> Stated problem:
Write out every one of the records below again, replacing "one point per instance" with "a single point per instance" wherever it occurs and changing nothing else. Leave the pictures out.

[Begin]

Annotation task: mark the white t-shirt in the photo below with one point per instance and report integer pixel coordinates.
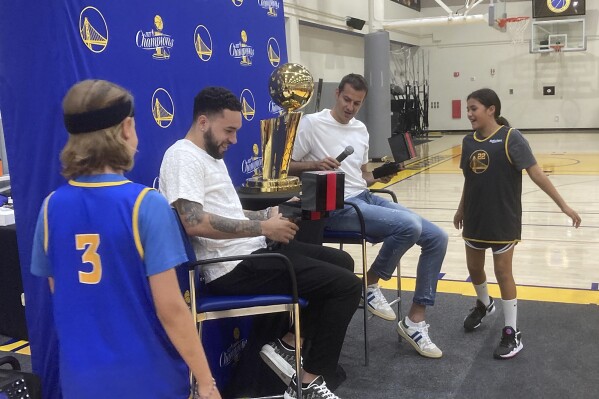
(188, 172)
(319, 136)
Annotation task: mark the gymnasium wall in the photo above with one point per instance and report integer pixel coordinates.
(471, 50)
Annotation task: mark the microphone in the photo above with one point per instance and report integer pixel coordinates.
(347, 152)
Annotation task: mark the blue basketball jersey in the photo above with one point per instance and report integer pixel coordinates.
(111, 342)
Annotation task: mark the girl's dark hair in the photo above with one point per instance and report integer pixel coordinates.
(488, 97)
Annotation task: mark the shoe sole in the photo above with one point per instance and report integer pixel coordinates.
(281, 368)
(405, 336)
(511, 354)
(377, 313)
(481, 320)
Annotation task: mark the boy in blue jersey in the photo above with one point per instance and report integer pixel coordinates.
(109, 247)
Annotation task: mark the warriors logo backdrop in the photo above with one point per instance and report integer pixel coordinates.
(164, 53)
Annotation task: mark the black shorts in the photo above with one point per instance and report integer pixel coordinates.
(496, 248)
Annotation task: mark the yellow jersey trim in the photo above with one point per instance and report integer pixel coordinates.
(46, 230)
(486, 138)
(491, 242)
(99, 184)
(135, 221)
(507, 153)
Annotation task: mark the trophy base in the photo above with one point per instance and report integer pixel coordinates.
(261, 185)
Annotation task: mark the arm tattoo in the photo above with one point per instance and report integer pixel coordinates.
(247, 228)
(257, 215)
(193, 214)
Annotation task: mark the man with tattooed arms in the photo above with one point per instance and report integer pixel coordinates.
(195, 180)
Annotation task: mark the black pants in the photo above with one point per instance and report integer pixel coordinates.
(325, 277)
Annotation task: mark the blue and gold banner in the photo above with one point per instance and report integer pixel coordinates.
(163, 52)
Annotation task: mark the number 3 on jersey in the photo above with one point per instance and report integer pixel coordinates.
(89, 243)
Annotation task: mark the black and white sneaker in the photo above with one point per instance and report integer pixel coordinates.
(280, 359)
(510, 345)
(477, 314)
(317, 389)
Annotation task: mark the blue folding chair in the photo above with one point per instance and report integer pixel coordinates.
(206, 307)
(360, 238)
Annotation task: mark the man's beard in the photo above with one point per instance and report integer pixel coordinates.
(212, 147)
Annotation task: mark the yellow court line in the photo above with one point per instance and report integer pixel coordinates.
(427, 162)
(25, 351)
(543, 294)
(10, 347)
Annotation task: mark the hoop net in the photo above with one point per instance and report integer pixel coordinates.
(515, 27)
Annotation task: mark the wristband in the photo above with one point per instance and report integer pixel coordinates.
(205, 395)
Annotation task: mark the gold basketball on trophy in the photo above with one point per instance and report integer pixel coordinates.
(291, 86)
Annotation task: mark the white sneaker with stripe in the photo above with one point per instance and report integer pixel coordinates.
(418, 337)
(377, 303)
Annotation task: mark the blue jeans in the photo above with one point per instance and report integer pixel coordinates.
(398, 228)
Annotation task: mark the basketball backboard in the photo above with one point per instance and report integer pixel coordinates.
(497, 11)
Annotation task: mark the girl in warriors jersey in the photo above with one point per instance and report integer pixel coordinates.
(490, 210)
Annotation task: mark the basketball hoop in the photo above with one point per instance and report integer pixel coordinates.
(515, 27)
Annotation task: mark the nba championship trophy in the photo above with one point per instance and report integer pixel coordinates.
(290, 87)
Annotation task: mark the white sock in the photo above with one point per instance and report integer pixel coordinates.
(510, 312)
(482, 293)
(410, 323)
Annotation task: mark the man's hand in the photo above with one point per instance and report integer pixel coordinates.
(458, 219)
(385, 179)
(279, 229)
(329, 163)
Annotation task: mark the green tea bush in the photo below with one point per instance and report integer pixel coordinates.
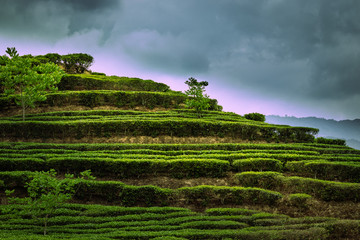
(255, 117)
(325, 190)
(328, 141)
(170, 127)
(145, 196)
(257, 164)
(343, 171)
(267, 180)
(204, 195)
(299, 200)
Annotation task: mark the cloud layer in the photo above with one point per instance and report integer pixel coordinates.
(301, 51)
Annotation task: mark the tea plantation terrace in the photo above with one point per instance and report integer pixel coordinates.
(246, 180)
(175, 123)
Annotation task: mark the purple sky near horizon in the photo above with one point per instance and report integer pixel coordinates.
(295, 57)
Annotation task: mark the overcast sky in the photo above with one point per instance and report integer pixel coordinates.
(284, 57)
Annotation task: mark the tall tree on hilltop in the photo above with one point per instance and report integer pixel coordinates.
(27, 82)
(198, 100)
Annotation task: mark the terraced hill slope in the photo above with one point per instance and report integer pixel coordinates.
(171, 175)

[End]

> Result for this task:
Annotation task: mark the white t-shirt in the photo below with a single point per instance and report integer pixel coordinates.
(188, 172)
(319, 136)
Annotation task: mark the gymnasium wall in the photo above with a single point per instance and report integer pixel coordinates.
(471, 50)
Annotation task: mark the microphone in the photo above with a single point per instance and report integer pixel coordinates.
(347, 152)
Annotation task: mark the blue basketball jersey in the photo above with a single point per instance and report integer pixel coordinates.
(111, 342)
Annotation task: mark the girl's dark hair in the photo above with a single point per instance and report integer pixel coordinates.
(488, 97)
Annotation task: mark the shoe sole in the photo above with a single point per instance and report integer pixel coordinates.
(281, 368)
(405, 336)
(511, 354)
(377, 313)
(481, 320)
Annotation task: mark the boy in blue jersey in the photo above with a single point per instance and report integer pixel coordinates.
(109, 247)
Annotation task: mark the warriors logo backdrop in the photo above with a single point per instance and report integer pixel coordinates.
(164, 53)
Annotation task: mark the black shorts in the photo above with a single point per instance and report integer pixel coordinates.
(496, 248)
Annotation task: mark the yellow jersey trim in the photo above with a single point per instance and report integer pixel coordinates.
(46, 230)
(486, 138)
(491, 242)
(99, 184)
(135, 221)
(507, 153)
Annotation task: mark the trophy base in the photo above with a single point per instance and report integer pixel coordinates.
(261, 185)
Annotation task: mark the arm tattoo in the photo above with a single point per instance and report integer pixel coordinates.
(247, 228)
(257, 215)
(193, 214)
Annotation task: mark the man with tattooed arms in the photo above with a single point per instance and report integer pixel coordinates.
(195, 180)
Annotation task: mark the black pants in the photo above with a single point per instance and report integer pixel coordinates.
(325, 277)
Annotation task: mark the blue and gold banner in the photo above with a single point per instance and report integer pixel coordinates.
(163, 52)
Annotation task: mark the number 3 on jersey in the photo above with a single point per instance and report integer pixel coordinates.
(89, 243)
Annotation task: mark the black and white sneaker in the photo above with a single point per instance and report integer pixel coordinates.
(280, 359)
(510, 345)
(477, 314)
(317, 389)
Annotation task: mark the blue folding chair in the photo above with a single point per instance and report integer pixel coordinates.
(206, 307)
(360, 238)
Annotation task: mark the man's beard in the photo above with a single point per instance and report integer pixel coordinates.
(212, 147)
Annotation task: mark the yellow court line in the photo above with a single point per instance and report integer pixel coordinates.
(427, 162)
(25, 351)
(543, 294)
(10, 347)
Annotation task: mark the hoop net in the photo above with a single point per instance and report integer pixel coordinates.
(515, 27)
Annotation task: mark the wristband in the photo above with a single point per instance and report integer pixel coordinates.
(205, 395)
Annotation task: mark the gold basketball on trophy in the photo above with a single point per instance and report integer pixel coordinates.
(291, 86)
Annotation task: mark the white sneaker with stripe in the photo above with a single point per instance and report integer pixel coordinates.
(418, 337)
(377, 303)
Annotation task: mark the blue jeans in the photo above with a single point per instance and report integer pixel coordinates.
(398, 228)
Annotation task: mark the basketball backboard in the photo above with a single point per instance and report integer pixel coordinates.
(497, 11)
Annotation task: mark the girl in warriors jersey in the photo above with a single point per instance and report integer pixel coordinates.
(490, 210)
Annotation task: mark the basketball hoop in the photo above with a single point per instance and report integer pixel coordinates.
(515, 27)
Annotation task: mark the nba championship trophy in the photo above with a single point per instance and report integer pixel coordinates.
(290, 87)
Annotation task: mark the white sock in the photo above with a single point per instance and report integer pixel coordinates.
(510, 312)
(482, 293)
(410, 323)
Annotation task: mark the man's hand in the photo above with a single point per instance and report integer pixel coordinates.
(458, 219)
(385, 179)
(279, 229)
(329, 163)
Annotation task: mark the green tea bush in the photo below with a single point per instance and report integer pixel coordinates.
(255, 117)
(325, 190)
(328, 141)
(170, 127)
(145, 196)
(257, 164)
(343, 171)
(267, 180)
(204, 195)
(299, 200)
Annotation task: mark the cloud layer in the photo above with a single point per instance and report integer pixel coordinates.
(301, 51)
Annotation task: mark the tea plantation terrace in the photo above with a single point per instance and report integer pixel coordinates.
(246, 180)
(175, 123)
Annotation task: mark the purple sky near horizon in the photo above with a single point per instance and report integer pixel coordinates.
(295, 57)
Annotation task: mark the overcast sky in the photo above with a single point per instance and report integer pixel coordinates.
(284, 57)
Annotation task: mark the tall tree on hilltop in the photo above with a single point per instance and report integer pixel coordinates.
(27, 82)
(198, 100)
Annotation task: mark the terraced hill slope in the photo above with a single point per instance and report integer pixel coordinates.
(171, 175)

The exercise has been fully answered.